--- INSTRUCTIONS FOR THE TASK ---
Give the data again exactly, from its opening line through the line in which "Target: chair back" appears.

--- INFORMATION SHOWN ---
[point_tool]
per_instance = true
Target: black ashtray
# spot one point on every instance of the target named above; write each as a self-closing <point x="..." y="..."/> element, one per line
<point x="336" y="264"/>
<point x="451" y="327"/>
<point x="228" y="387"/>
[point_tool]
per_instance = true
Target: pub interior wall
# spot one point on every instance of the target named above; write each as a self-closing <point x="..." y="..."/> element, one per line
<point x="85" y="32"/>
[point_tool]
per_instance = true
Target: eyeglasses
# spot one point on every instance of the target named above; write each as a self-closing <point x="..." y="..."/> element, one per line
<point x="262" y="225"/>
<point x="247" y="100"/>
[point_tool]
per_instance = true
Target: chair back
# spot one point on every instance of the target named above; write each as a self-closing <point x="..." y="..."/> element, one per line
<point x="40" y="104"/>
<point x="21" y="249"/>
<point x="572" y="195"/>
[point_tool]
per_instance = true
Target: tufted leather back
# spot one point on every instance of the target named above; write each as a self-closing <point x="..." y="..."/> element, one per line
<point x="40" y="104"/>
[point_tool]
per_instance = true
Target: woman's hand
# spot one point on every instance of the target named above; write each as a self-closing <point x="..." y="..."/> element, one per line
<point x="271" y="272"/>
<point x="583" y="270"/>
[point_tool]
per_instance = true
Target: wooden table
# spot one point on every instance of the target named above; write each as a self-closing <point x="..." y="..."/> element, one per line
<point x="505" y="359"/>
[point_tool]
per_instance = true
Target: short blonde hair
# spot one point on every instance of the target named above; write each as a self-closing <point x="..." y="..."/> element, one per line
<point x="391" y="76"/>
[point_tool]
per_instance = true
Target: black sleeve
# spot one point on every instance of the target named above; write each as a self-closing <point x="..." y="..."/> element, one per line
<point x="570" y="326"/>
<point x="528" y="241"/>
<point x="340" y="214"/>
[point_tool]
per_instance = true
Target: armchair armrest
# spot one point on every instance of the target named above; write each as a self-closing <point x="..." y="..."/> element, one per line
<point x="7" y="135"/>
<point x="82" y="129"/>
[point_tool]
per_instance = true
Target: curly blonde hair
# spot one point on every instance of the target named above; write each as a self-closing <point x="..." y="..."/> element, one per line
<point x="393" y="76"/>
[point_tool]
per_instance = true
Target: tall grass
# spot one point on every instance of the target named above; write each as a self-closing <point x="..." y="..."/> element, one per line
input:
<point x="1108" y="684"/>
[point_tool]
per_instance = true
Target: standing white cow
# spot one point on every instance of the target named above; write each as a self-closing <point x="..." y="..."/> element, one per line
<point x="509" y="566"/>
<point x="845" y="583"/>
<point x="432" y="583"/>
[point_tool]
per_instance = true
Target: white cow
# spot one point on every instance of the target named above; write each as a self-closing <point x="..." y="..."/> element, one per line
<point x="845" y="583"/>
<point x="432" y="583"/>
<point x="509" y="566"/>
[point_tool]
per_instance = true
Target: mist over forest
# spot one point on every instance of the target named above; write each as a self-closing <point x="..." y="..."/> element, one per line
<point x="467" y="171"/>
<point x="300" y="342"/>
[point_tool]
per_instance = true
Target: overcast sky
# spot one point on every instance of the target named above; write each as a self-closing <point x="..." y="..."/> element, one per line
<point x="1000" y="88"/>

--- ANSWER TO THE PROBLEM ---
[point_tool]
per_instance = true
Target: black ashtray
# spot one point on every instance of the target named above; write each as a self-closing <point x="..." y="..."/> element, one per line
<point x="336" y="264"/>
<point x="451" y="327"/>
<point x="228" y="387"/>
[point_tool]
per_instance = true
Target: pub interior wall
# spot one point on every instance of the target named above; write each as a self-closing <point x="..." y="..."/> element, one per line
<point x="85" y="32"/>
[point_tool]
per_instance = true
Target: eyeglasses
# spot one point on every instance of the target named above; write each as a self-closing <point x="..." y="..."/> element, one per line
<point x="262" y="225"/>
<point x="247" y="100"/>
[point_tool]
per_instance = true
Target: chair back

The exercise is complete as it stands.